=== READING TEXT ===

The odds of a resident of Delaware or Chester Counties who lives near Sunoco's Mariner East pipelines dying in an explosion from those lines are about one in 81,000, according to a grassroots-funded study.

For context, that's a probability sandwiched between dying in a car crash (one in 8,513) and from complications in a medical procedure (one in 125,000).

Still, the findings — the first quantitative analysis of the risk presented by Mariner East 2 and its pipeline brethren buried throughout the suburban counties — are being hailed as vindication by local activists and other longtime pipeline critics.

"Sunoco has decided that the risk of these deaths is acceptable against their bottom line," said George Alexander, a member of Del-Chesco United for Pipeline Safety, the group that commissioned the study after obtaining crowdfunding of nearly $50,000. "But accidents happen, and when they involve highly volatile liquids, the consequences can be catastrophic."

The findings were unveiled last week by Jeff Marx, a senior engineer with Quest Consultants, who is overseeing the risk-analysis project. A final version of Marx's analysis will be made available later this month, according to members of Del-Chesco United.

=== RECORD EXTRACTS ===

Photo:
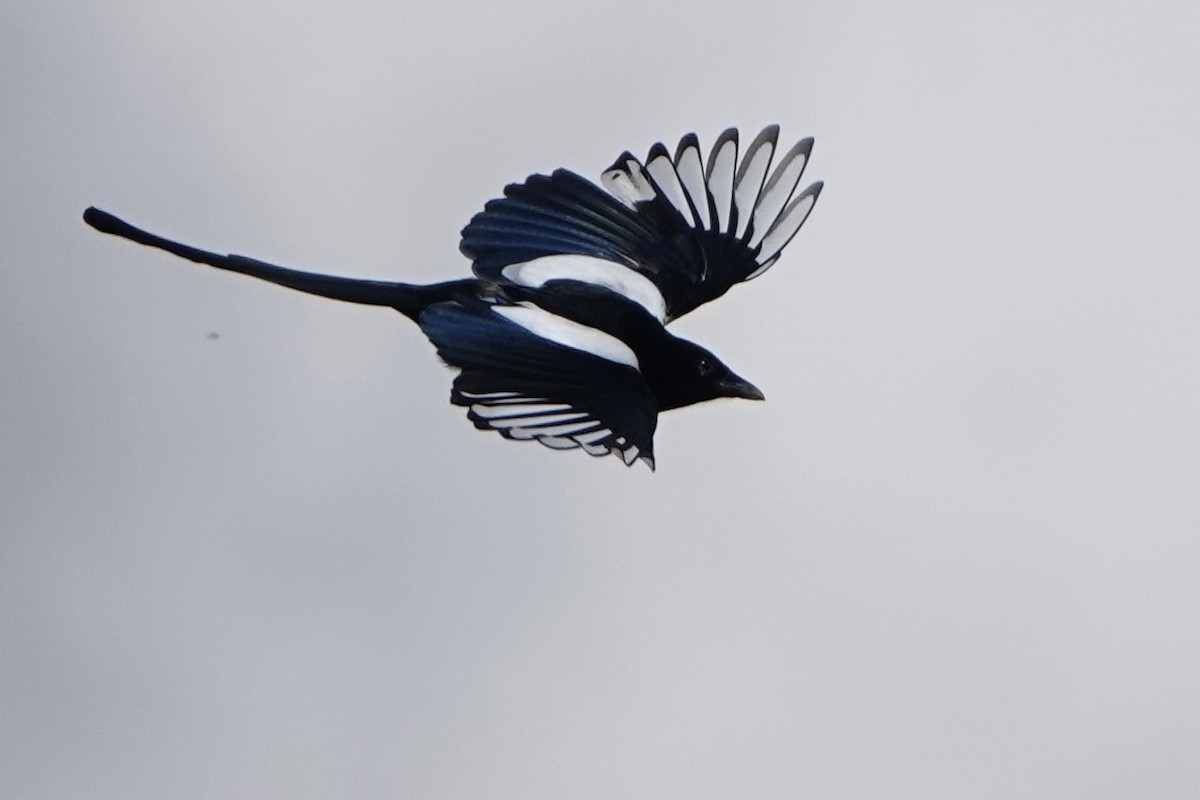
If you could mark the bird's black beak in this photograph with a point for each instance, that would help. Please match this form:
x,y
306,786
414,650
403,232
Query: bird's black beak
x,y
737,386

===

→ **ASSIGNMENT**:
In the pipeline risk article, rewrite everything from "The odds of" down to "a grassroots-funded study.", putting "crowdfunded" in place of "grassroots-funded".

→ **RESPONSE FOR THIS EXERCISE**:
The odds of a resident of Delaware or Chester Counties who lives near Sunoco's Mariner East pipelines dying in an explosion from those lines are about one in 81,000, according to a crowdfunded study.